_Extracted data:_
# # # # #

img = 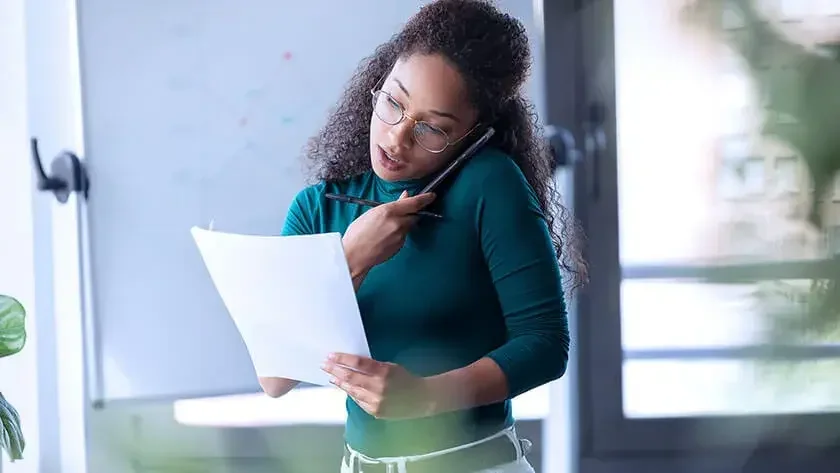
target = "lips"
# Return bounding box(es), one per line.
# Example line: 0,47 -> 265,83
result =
377,145 -> 406,172
381,146 -> 402,162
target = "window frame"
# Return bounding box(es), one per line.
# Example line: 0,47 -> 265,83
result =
541,0 -> 840,462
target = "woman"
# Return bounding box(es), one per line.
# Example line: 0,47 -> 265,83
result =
260,0 -> 587,471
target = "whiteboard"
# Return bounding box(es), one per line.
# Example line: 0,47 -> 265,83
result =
77,0 -> 543,404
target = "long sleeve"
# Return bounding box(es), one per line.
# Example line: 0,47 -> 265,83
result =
478,158 -> 570,398
280,185 -> 321,236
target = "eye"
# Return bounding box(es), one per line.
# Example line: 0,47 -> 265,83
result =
416,122 -> 445,136
386,95 -> 402,110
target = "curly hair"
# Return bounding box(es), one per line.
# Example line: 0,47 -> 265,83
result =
303,0 -> 588,291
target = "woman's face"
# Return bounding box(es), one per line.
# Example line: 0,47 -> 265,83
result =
369,53 -> 479,182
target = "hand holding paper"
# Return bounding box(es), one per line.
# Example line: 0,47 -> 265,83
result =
191,227 -> 371,387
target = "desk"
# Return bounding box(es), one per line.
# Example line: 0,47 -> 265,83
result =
174,385 -> 550,427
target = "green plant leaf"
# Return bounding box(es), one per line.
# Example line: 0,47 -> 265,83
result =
0,295 -> 26,358
0,392 -> 24,461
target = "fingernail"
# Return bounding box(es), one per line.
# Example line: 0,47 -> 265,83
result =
327,353 -> 337,360
400,190 -> 408,198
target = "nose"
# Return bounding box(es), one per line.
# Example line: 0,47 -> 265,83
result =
387,116 -> 414,150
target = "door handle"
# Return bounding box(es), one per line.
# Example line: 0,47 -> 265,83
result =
545,125 -> 579,174
30,137 -> 89,203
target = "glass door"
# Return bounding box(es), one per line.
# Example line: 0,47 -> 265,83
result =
576,0 -> 840,454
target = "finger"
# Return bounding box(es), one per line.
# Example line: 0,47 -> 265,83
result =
327,353 -> 383,375
350,395 -> 380,418
389,192 -> 436,214
322,363 -> 379,392
391,190 -> 417,217
329,378 -> 380,415
332,378 -> 376,406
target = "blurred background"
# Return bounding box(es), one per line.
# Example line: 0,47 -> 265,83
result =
1,0 -> 839,472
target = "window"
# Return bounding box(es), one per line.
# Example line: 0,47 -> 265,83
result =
578,0 -> 840,456
773,155 -> 801,195
720,155 -> 766,200
833,174 -> 840,202
828,226 -> 840,254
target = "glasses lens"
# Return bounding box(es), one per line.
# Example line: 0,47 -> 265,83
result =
414,122 -> 448,153
372,91 -> 403,125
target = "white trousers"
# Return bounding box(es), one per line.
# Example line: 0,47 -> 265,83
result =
339,426 -> 536,473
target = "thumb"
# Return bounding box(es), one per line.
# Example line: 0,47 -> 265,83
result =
392,192 -> 436,213
414,192 -> 436,207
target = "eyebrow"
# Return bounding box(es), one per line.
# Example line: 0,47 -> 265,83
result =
393,78 -> 461,122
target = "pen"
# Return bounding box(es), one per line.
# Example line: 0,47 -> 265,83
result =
324,193 -> 443,219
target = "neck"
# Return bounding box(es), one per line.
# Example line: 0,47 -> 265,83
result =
373,173 -> 434,198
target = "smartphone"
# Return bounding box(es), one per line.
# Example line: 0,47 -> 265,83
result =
416,127 -> 496,195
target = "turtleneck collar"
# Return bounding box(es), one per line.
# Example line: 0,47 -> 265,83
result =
373,172 -> 434,198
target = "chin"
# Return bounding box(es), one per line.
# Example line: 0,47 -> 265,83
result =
371,160 -> 405,182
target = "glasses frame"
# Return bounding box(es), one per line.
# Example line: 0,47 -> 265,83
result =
369,77 -> 480,154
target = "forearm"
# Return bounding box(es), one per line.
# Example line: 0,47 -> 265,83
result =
486,333 -> 569,398
423,357 -> 509,415
423,333 -> 569,415
258,377 -> 300,398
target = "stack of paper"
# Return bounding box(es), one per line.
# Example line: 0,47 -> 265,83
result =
191,227 -> 370,386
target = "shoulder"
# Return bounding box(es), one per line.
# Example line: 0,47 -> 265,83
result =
457,150 -> 555,259
448,147 -> 541,213
289,181 -> 327,208
283,174 -> 372,235
282,182 -> 326,236
288,173 -> 367,210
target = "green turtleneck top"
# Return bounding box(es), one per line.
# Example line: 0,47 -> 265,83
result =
281,147 -> 569,457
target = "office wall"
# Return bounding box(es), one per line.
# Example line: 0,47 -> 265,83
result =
0,1 -> 40,471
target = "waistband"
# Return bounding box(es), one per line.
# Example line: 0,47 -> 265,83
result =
343,426 -> 532,473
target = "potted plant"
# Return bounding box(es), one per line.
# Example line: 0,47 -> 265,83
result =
0,294 -> 26,461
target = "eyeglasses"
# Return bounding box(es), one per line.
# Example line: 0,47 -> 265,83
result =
370,88 -> 478,154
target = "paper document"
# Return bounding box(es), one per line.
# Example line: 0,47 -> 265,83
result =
191,227 -> 370,386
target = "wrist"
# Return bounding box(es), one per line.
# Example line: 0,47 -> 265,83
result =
419,374 -> 462,417
417,377 -> 440,417
342,238 -> 371,278
419,358 -> 505,416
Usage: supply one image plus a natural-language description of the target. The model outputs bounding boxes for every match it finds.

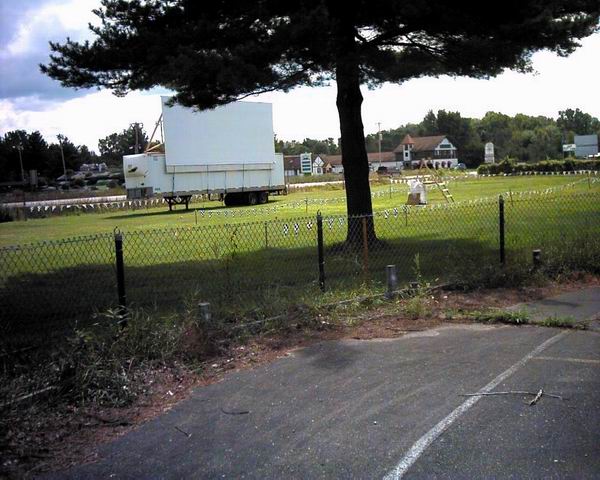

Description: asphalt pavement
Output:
[47,290,600,479]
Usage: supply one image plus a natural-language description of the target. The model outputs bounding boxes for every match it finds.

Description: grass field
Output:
[1,174,599,350]
[0,174,595,246]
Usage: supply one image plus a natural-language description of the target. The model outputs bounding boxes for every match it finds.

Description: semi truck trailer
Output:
[123,97,285,209]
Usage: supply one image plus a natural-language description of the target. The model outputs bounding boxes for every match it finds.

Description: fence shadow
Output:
[0,235,498,350]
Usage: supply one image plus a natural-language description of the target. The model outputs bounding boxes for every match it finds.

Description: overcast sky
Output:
[1,0,600,152]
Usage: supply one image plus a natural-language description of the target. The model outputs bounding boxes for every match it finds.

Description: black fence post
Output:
[499,195,505,265]
[114,229,128,323]
[317,211,325,291]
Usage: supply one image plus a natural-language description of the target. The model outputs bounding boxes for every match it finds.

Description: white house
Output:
[393,135,458,169]
[312,156,324,175]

# # # # #

_Your task:_ Could you return all the entries exactly as they appear, minus the pictures?

_Answer for this exercise:_
img = 
target = "lips"
# Return bounding box(es), one per line.
# Example line: 0,47 -> 265,83
result =
377,145 -> 406,172
381,146 -> 402,162
target = "window frame"
# Return bounding box(es), one per line.
# Example line: 0,47 -> 265,83
result =
541,0 -> 840,462
target = "woman"
# Return bounding box(es), one per line.
# Example line: 0,47 -> 265,83
result =
260,0 -> 587,471
target = "whiteboard"
# Return bounding box(es), one per line.
# Example line: 0,47 -> 265,83
result =
77,0 -> 543,404
target = "long sleeve"
# Return bounding box(es), one per line.
# Example line: 0,47 -> 265,83
result =
478,158 -> 570,398
280,185 -> 321,236
target = "eye"
# Return bounding box(es), one per line.
# Example line: 0,47 -> 265,83
result =
416,122 -> 445,136
386,95 -> 402,110
target = "curly hair"
# Return bounding box(es), one per line.
# Example line: 0,47 -> 265,83
result =
303,0 -> 588,291
target = "woman's face"
# Return bounding box(es), one per line.
# Example line: 0,47 -> 265,83
result =
369,53 -> 479,182
target = "hand holding paper"
# Return bounding box(es), one per line.
# Example line: 0,47 -> 265,83
result =
191,227 -> 371,387
target = "desk"
# Return bounding box(es), one per line.
# Example line: 0,47 -> 265,83
result =
174,385 -> 550,427
target = "green plant leaf"
# Return bounding box(es), one per line.
# Example line: 0,47 -> 265,83
result =
0,295 -> 26,358
0,392 -> 24,461
target = "fingernail"
# Return bounding box(es), one per line.
# Example line: 0,47 -> 265,83
result =
327,353 -> 337,360
400,190 -> 408,198
target = "nose"
# Return bounding box(es), one per line.
# Example line: 0,47 -> 265,83
result =
387,116 -> 414,150
target = "door handle"
# Return bounding box(es), one per line.
# Example line: 0,47 -> 265,83
result =
545,125 -> 579,174
30,137 -> 89,203
target = "glass door"
# Return bounding box(es), one per line.
# Example line: 0,47 -> 265,83
result =
576,0 -> 840,454
target = "finger"
# Return bounding box(es), one per line.
# Example line: 0,47 -> 265,83
result =
327,353 -> 383,375
350,395 -> 380,418
389,192 -> 436,214
322,363 -> 379,392
391,190 -> 417,217
329,378 -> 380,415
332,378 -> 376,406
target = "blurred background"
# Return bounding box(es), one per line.
# Example line: 0,47 -> 265,83
result =
1,0 -> 839,472
target = "window"
# Return bounding box(es), one per line.
# Example line: 0,47 -> 265,83
result =
578,0 -> 840,456
773,155 -> 801,195
720,155 -> 766,200
833,174 -> 840,202
828,226 -> 840,254
target = "glasses lens"
# Return bounding box(es), one per line.
# Example line: 0,47 -> 265,83
result =
414,122 -> 448,153
372,91 -> 403,125
target = "white trousers"
# Return bounding box(es), one per line.
# Example line: 0,47 -> 265,83
result =
339,426 -> 536,473
target = "thumb"
# Return bounding box(es), one per line.
# Example line: 0,47 -> 265,83
result =
392,192 -> 436,213
414,192 -> 436,207
target = "eyebrow"
# Return bounding box(es), one per line.
# Example line: 0,47 -> 265,83
result =
393,78 -> 461,122
target = "pen"
# Return bounding box(es), one per line.
# Example line: 0,47 -> 265,83
result =
324,193 -> 443,219
target = "neck"
# Return bounding box(es), one per line.
# Example line: 0,47 -> 265,83
result =
373,173 -> 434,198
target = "smartphone"
# Return bounding box(es), one per line.
# Example line: 0,47 -> 265,83
result =
416,127 -> 496,195
target = "turtleneck collar"
# Return bounding box(es), one per line.
# Example line: 0,47 -> 265,83
result =
373,172 -> 434,198
target = "chin"
# Return bounding box(es), one per line.
# Example line: 0,47 -> 265,83
result =
371,160 -> 405,182
target = "glasses frame"
# Return bounding box(es), one per line.
# Example line: 0,47 -> 265,83
result =
369,77 -> 480,154
target = "forearm"
# Return bounding box(es), one per line.
# Example line: 0,47 -> 265,83
result =
486,333 -> 569,398
423,357 -> 509,415
423,333 -> 569,415
258,377 -> 300,398
target = "stack of paper"
# Return bounding box(es), one per line.
# Example line: 0,47 -> 265,83
result =
191,227 -> 370,386
target = "shoulder"
# Return bounding box(es), one per line.
# Example line: 0,47 -> 265,83
result =
457,150 -> 555,259
448,147 -> 541,213
289,181 -> 327,208
283,174 -> 372,235
282,182 -> 326,236
288,173 -> 367,210
target = "green turtleneck top"
# Return bounding box(es), one per line.
# Example line: 0,47 -> 265,83
result =
281,147 -> 569,457
target = "office wall"
# Return bounding box(es), one per line.
# Example line: 0,47 -> 265,83
result =
0,1 -> 40,471
target = "waistband"
# Return bounding box(es), one per line.
# Example line: 0,47 -> 265,83
result =
343,426 -> 532,473
target = "potted plant"
# Return bounding box(es), one per line.
# Example line: 0,47 -> 265,83
result =
0,294 -> 26,461
target = "eyeglasses"
# Return bounding box(es), one per line.
# Example line: 0,47 -> 265,83
result =
370,88 -> 478,154
target = "paper document"
# Return bounding box(es), one per line.
# Example line: 0,47 -> 265,83
result =
191,227 -> 370,386
target = "wrist"
# Return bounding box(es), one per line.
# Example line: 0,47 -> 265,83
result =
419,374 -> 462,417
417,377 -> 440,417
342,238 -> 371,278
419,358 -> 505,416
Usage: supply one image plus a natural-language description of the target. The model outputs bounding boxes for every match it finds.


Description: asphalt pavement
Output:
[47,290,600,479]
Usage: supply one image plus a natural-language description of the target. The model outputs bounding boxes for every match it finds.

Description: grass field
Output:
[1,174,599,350]
[0,174,595,246]
Usage: supply one image plus a natural-language description of the target. The model outputs bounding boxes for every match it finds.

Description: semi truck trailer
Output:
[123,97,285,209]
Usage: supply one image plus a natural-language description of the target. The model outputs bounding boxes for every match it finds.

Description: fence shadow
Output:
[0,235,498,350]
Usage: supply one image plus a natural-language description of the target. The model outputs bounding boxes for every match it finds.

Description: overcast sky
Output:
[1,0,600,152]
Usage: supply one image plus a natural-language description of the target. The model outputs bounding boxes for every match it finds.

Description: black fence post
Output:
[499,195,505,265]
[114,229,128,323]
[317,211,325,291]
Usage: supply one image plus a natural-language description of the target. The model outputs bounding boxes for every match it finds.

Description: white house
Output:
[393,135,458,169]
[312,156,324,175]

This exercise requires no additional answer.